#### Work to complete
Reproduce every line of the material below, but drop the pictures.

#### Given entries
******************************

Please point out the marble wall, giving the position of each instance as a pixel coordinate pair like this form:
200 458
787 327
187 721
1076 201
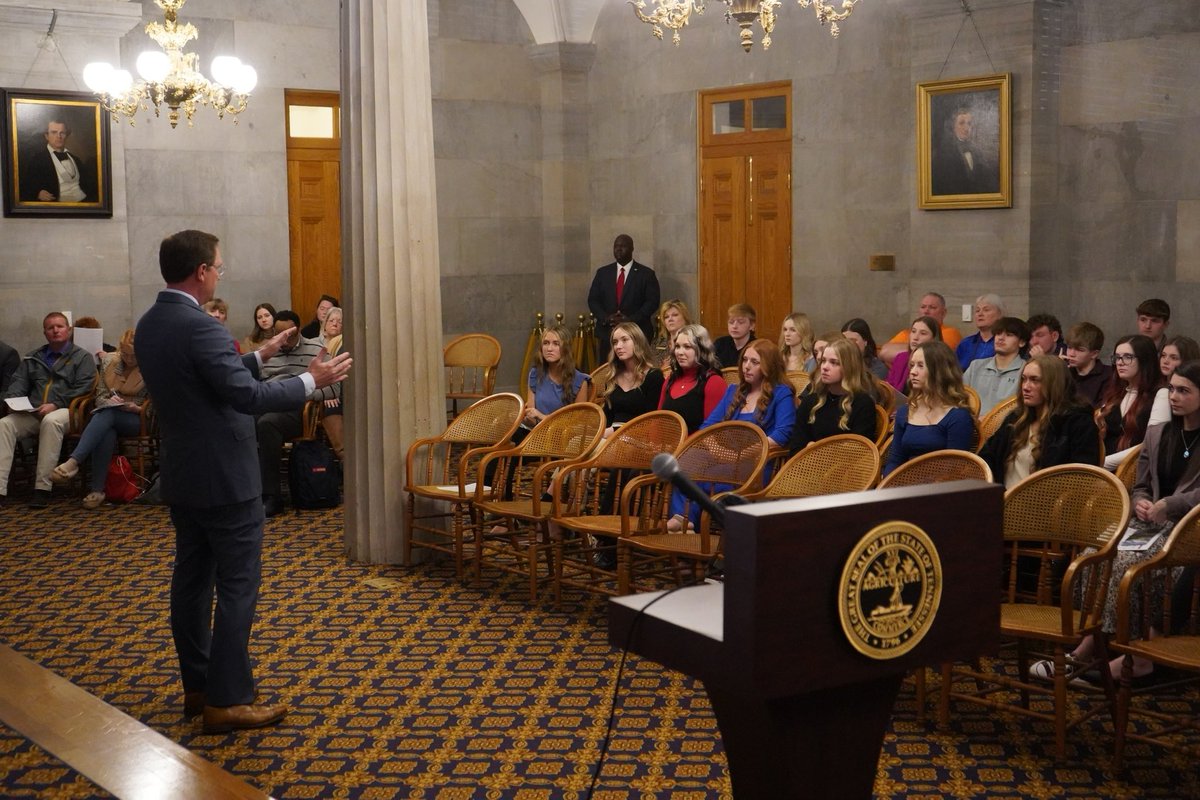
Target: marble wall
219 176
544 152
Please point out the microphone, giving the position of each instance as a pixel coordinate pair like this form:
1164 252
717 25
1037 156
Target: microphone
666 467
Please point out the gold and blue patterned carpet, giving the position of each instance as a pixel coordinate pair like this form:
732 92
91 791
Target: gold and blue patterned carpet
406 684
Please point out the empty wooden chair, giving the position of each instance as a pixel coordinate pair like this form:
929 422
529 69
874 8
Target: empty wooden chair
846 462
471 361
1174 573
730 453
439 471
509 516
588 497
936 467
1072 515
993 419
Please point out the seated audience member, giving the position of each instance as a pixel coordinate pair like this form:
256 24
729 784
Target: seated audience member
553 382
995 379
988 310
219 310
741 326
923 329
796 342
1129 404
9 362
275 428
331 415
672 316
859 332
819 346
695 385
839 398
1168 486
762 397
1153 317
1045 335
120 394
49 378
1176 350
312 330
931 305
629 384
264 328
1091 376
1050 426
937 415
94 324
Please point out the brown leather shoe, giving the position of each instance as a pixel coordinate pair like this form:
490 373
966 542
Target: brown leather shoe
237 717
193 704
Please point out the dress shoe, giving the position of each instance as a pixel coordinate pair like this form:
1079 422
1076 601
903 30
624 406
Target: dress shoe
193 704
238 717
273 505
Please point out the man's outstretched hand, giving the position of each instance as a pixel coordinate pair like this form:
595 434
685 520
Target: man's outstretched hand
330 372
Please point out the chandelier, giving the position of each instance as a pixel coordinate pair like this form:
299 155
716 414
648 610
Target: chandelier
676 13
171 77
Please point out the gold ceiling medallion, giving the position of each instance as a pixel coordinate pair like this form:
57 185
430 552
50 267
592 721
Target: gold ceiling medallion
889 590
675 14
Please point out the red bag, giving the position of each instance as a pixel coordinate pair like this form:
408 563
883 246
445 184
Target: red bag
121 483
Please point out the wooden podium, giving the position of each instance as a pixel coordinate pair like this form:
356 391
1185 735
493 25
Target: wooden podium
803 699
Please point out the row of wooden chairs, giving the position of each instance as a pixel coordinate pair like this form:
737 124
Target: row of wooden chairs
1062 528
552 507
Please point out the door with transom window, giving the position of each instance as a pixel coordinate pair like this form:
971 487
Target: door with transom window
745 204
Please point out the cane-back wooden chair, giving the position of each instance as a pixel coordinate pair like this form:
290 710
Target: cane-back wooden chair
1127 470
846 462
1174 576
1071 516
588 499
993 420
471 361
731 455
936 467
509 517
441 475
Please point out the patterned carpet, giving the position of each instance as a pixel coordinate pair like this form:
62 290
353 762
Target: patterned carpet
405 684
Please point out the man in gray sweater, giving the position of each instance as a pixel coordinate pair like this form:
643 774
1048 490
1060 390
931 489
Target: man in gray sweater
276 428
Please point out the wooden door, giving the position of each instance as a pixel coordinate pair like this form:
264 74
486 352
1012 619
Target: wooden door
745 205
315 222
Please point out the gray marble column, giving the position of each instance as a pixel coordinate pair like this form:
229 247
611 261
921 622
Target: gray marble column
563 79
390 269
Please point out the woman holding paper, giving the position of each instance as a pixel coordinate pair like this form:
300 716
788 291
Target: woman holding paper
1168 487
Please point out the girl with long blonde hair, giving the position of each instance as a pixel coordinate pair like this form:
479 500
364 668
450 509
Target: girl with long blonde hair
937 415
839 400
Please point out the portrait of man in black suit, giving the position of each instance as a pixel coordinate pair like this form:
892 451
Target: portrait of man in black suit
623 292
57 156
965 157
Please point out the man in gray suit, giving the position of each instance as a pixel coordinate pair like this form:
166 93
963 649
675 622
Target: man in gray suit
205 396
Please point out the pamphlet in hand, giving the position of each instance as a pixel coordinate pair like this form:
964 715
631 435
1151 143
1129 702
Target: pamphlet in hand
1139 537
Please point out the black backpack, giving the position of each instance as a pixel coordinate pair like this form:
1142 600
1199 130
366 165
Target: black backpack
315 475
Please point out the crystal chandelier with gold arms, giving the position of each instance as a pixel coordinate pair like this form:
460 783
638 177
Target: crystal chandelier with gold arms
676 14
171 77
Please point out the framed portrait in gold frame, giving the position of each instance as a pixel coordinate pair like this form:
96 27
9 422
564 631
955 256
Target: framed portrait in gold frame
965 143
57 155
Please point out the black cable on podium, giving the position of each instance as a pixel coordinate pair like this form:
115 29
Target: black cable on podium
666 468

******************************

#### Correct output
Please point out the marble wall, giving the position of each instance as a pixel coordinate pair like this form:
200 458
787 327
187 721
1076 201
Target: marble wall
219 176
544 152
Please point out the microphone, giving the position of each instance as a pixel coordinate pair like this form:
1164 252
717 25
1037 156
Target: microphone
666 467
Please point out the gold and blue patterned carpet, giving the position of each instance as a pixel coordinate pair like this form:
732 92
91 791
Target: gold and blue patterned carpet
406 684
Please point out the empty wooden chair, giving the position of each instance as a pixel coordinate pair like this form:
929 422
529 69
874 8
Target: empty wooden chair
846 462
471 361
1174 573
730 453
439 471
509 516
588 497
936 467
1072 515
993 419
Please point out the seated audience member, giving the position of each instance as a pixel coordinate pair like this form:
256 24
729 784
Target: seated audience member
553 382
995 379
988 310
219 310
741 326
923 329
796 342
1129 404
9 362
275 428
331 415
672 316
859 332
819 346
695 385
839 398
1168 486
762 397
1153 317
1045 335
120 394
49 378
1176 350
312 330
931 305
629 384
264 328
1091 376
1050 426
937 415
94 324
Please point out the brown leather shoe, giving the position of each instance as a pixel coordinate pair like this form:
490 373
966 542
Target: brown leather shoe
237 717
193 704
Please point out the dress shoe, giving the position of each instance as a pixel coordinate pair like this form:
1079 422
1076 601
903 30
624 406
Target: dress shoe
193 704
238 717
273 505
Please point out the man's outstretched hand, giving the position of each instance as a pixel coordinate pair like this form:
595 434
685 520
Target: man's outstretched hand
330 372
Please point out the chandelier, giving the position of each instance as a pixel coordinate pair like this form:
299 155
716 414
648 610
Target: chandelier
676 13
171 77
Please point out the gold ceiling medallion, giving the position of each instance as a pixel coordinate pair like this form:
57 185
430 552
50 267
592 721
Target: gold ceiling medallion
889 590
675 14
Please point out the red bag, giving the position of each instance as a pixel coordinate pair like this form:
408 563
883 246
445 184
Target: red bag
121 483
Please point out the wooden podium, giving the position of each instance as a pixel coordinate pair like this form:
356 391
1185 735
493 25
Target: wooden podium
803 699
Please point out the row of wooden chairs, giving the position of each instance as a pixel coordinate pair like this form:
737 124
Target: row of wooden chairs
1062 528
552 507
Please point out the door with transom window, giving the position of each instance as a pixel coordinate pair like this form:
971 487
Target: door with transom window
745 204
Please point out the cane-back wooden chair, giving the position of each instance as a pixel coordinate pair like this form:
290 710
Target: cane-back wooden chair
1127 470
846 462
1174 576
1071 516
588 499
993 420
471 361
731 455
936 467
509 517
441 475
Please point out the patterned carpet, giving the position of each instance as a pixel coordinate pair like this form:
62 290
353 762
Target: patterned carpet
405 684
Please point out the man in gray sweater, giving the position of each instance as a pixel coordinate pair like this form:
643 774
1048 490
1060 390
931 489
Target: man in gray sweater
276 428
Please point out the wooden door, giving the position of each instance as a pixel coordinate pair like this form:
264 74
486 352
1012 619
Target: wooden door
745 205
315 222
Please point out the gray marble column, giving the position of each instance as a pixel coordinate pair like this form:
229 247
611 261
921 622
Target: gray marble column
563 79
390 269
Please point out the woman holding paper, giving the position of each instance as a pixel coordinate pair like this form:
300 716
788 291
Target: woman holding paper
1168 487
Please point out the girl with long blonde hair, giving the position of each instance as a pixel coordinate pair like this form:
479 500
364 668
450 509
Target: girl with long blonde hair
937 415
839 400
Please point out the portrait of man in black suit, giving the position of each instance as a pixel coordinate pair like this form:
892 451
Target: portrait of man in black suit
623 292
57 156
965 157
Please point out the man in gray suit, giving the position of each instance as a pixel coordinate pair like this form:
166 93
963 649
675 622
Target: man in gray suit
205 396
Please point out the pamphlet in hand, giving the position of each instance as a pixel coordinate pair like this form:
964 715
631 435
1151 143
1129 702
Target: pamphlet in hand
1139 537
Please point out the black backpack, giving the position of each instance as a pixel coordinate pair like this form:
1142 600
1199 130
366 165
Target: black backpack
315 475
Please point out the crystal chandelier with gold arms, giving the position of each instance as a pixel coordinate pair like this form:
460 783
638 177
Target: crystal chandelier with gold arms
676 14
171 77
Please point out the framed portrait in gold frame, giving the position of each instance as a pixel coordinate pair like this form:
96 27
9 422
564 631
955 256
Target: framed portrait in gold frame
965 143
57 155
Please point out the black cable on podium, giving the position of each instance as a pixel coordinate pair like this form:
115 29
Target: black cable on podium
666 468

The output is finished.